[Exercise input]
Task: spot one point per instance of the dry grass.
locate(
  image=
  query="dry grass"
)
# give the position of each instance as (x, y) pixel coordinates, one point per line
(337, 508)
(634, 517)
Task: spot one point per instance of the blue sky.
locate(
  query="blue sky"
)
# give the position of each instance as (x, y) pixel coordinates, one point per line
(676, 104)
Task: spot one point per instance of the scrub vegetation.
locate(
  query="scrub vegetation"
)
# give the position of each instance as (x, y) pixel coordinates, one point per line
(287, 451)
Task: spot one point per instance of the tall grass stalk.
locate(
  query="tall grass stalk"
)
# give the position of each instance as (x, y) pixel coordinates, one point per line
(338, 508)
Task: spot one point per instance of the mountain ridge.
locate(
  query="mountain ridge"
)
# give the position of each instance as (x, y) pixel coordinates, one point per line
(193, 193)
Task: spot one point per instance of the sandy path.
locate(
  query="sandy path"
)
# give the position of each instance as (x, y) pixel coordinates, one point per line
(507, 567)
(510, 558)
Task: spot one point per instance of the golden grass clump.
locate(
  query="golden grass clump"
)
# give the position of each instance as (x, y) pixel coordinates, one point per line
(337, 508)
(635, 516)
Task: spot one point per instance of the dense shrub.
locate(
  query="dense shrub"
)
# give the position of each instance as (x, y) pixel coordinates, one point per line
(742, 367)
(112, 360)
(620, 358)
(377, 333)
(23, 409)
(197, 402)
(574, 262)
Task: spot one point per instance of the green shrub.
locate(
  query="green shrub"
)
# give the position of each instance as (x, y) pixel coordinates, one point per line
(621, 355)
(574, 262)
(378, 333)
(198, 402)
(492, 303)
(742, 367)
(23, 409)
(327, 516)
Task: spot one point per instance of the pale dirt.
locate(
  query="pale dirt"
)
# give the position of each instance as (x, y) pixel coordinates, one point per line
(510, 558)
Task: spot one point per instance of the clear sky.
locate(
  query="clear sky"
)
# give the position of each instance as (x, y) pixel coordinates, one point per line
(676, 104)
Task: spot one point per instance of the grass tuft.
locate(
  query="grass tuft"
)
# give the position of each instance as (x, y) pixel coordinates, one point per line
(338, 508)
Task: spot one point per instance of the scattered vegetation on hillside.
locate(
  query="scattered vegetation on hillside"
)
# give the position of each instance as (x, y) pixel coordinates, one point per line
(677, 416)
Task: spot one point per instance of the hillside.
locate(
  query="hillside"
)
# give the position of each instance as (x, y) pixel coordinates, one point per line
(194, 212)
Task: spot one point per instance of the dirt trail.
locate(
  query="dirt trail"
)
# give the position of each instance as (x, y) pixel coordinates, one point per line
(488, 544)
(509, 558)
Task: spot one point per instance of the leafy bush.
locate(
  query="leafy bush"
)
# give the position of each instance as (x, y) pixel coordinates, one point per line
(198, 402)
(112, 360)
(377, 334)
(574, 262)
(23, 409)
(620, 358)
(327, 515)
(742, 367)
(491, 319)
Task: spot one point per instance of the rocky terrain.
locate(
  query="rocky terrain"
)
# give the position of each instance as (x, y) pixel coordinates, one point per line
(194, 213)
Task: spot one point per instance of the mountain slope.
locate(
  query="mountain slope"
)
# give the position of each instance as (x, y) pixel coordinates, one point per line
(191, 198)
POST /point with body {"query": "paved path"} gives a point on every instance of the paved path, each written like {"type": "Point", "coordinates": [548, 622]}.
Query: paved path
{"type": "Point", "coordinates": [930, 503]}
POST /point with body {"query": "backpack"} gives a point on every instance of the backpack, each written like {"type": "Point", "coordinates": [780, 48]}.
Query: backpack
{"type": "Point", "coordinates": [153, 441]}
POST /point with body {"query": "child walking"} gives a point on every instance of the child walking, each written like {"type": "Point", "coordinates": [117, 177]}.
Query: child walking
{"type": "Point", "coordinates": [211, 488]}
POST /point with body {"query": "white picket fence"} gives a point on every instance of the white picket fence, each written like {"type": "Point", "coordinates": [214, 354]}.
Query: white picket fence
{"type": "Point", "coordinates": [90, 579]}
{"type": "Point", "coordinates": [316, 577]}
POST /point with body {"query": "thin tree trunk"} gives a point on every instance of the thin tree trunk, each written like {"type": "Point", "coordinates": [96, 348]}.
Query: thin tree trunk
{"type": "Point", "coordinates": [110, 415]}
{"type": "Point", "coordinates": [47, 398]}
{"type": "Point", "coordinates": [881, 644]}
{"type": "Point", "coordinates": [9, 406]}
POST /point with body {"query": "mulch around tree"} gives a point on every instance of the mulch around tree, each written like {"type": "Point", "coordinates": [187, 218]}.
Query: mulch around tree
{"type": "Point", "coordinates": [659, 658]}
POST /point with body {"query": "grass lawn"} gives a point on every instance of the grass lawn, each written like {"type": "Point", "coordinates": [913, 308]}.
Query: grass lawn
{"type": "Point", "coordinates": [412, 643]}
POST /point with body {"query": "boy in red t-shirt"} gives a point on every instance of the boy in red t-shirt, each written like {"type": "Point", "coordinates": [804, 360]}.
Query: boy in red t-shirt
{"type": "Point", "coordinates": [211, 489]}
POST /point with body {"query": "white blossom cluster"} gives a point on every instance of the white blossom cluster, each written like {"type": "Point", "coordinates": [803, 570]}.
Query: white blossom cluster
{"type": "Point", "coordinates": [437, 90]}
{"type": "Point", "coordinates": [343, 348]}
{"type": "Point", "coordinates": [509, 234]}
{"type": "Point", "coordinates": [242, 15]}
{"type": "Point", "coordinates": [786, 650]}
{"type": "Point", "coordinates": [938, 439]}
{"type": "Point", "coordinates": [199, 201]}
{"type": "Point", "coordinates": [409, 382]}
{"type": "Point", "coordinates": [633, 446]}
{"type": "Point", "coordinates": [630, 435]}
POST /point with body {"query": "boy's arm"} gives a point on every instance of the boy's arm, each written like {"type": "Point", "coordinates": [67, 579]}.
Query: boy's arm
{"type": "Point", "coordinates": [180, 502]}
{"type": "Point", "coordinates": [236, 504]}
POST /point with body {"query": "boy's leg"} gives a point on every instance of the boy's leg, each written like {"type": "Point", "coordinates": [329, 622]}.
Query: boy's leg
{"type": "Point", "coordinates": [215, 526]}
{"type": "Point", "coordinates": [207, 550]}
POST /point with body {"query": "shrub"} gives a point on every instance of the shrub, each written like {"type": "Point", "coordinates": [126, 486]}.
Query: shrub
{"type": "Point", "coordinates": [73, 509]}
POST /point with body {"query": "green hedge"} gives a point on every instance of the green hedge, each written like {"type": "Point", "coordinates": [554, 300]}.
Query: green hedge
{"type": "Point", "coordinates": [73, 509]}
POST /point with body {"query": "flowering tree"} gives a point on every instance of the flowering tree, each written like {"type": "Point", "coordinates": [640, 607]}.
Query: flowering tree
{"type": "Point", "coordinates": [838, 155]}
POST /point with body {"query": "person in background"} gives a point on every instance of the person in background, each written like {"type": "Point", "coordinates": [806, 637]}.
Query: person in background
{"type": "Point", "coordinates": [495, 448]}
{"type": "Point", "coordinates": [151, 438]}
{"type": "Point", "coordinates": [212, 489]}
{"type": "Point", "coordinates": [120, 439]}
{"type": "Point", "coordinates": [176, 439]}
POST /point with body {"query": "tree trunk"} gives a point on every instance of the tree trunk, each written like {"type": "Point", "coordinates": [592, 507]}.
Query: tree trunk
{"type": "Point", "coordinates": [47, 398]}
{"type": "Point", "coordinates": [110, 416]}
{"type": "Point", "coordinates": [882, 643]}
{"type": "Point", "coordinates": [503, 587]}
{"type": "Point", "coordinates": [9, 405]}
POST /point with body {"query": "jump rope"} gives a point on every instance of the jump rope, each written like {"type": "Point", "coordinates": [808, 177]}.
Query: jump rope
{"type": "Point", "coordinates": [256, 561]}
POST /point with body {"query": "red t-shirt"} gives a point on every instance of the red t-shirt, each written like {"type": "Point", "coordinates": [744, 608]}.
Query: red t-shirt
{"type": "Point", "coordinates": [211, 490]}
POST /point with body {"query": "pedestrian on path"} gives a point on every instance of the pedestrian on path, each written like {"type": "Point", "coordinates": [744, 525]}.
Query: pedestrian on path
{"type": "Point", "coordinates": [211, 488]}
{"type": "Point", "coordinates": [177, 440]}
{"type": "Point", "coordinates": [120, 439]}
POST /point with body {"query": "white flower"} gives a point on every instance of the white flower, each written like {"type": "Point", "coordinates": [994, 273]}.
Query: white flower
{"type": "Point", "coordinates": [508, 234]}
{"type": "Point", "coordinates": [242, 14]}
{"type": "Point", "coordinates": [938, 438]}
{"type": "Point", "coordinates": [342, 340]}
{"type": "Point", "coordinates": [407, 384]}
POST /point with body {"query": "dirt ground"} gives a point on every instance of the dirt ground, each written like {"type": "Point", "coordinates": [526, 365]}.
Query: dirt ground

[What you have to do] Rewrite the listing from the line with "instance of the red" through the end, changing "white flower" to "white blossom" everywhere in those lines and leaving everything else unchanged.

[Exercise solution]
POST /point with body {"query": "red t-shirt"} gives a point on every instance of the red t-shirt, each written like {"type": "Point", "coordinates": [744, 608]}.
Query: red t-shirt
{"type": "Point", "coordinates": [211, 490]}
POST /point with body {"query": "pedestrian on path"} gives a point on every instance of the pedestrian on path, each written like {"type": "Point", "coordinates": [744, 525]}.
Query: pedestrian on path
{"type": "Point", "coordinates": [211, 488]}
{"type": "Point", "coordinates": [177, 440]}
{"type": "Point", "coordinates": [120, 439]}
POST /point with body {"query": "white blossom"} gives a point on every instance of the white blossom, each written like {"type": "Point", "coordinates": [994, 273]}.
Query: white blossom
{"type": "Point", "coordinates": [508, 234]}
{"type": "Point", "coordinates": [242, 14]}
{"type": "Point", "coordinates": [938, 438]}
{"type": "Point", "coordinates": [342, 340]}
{"type": "Point", "coordinates": [407, 384]}
POST /point with body {"query": "dirt ground"} gives a point on every instance of the dirt ground, each written like {"type": "Point", "coordinates": [526, 365]}.
Query: dirt ground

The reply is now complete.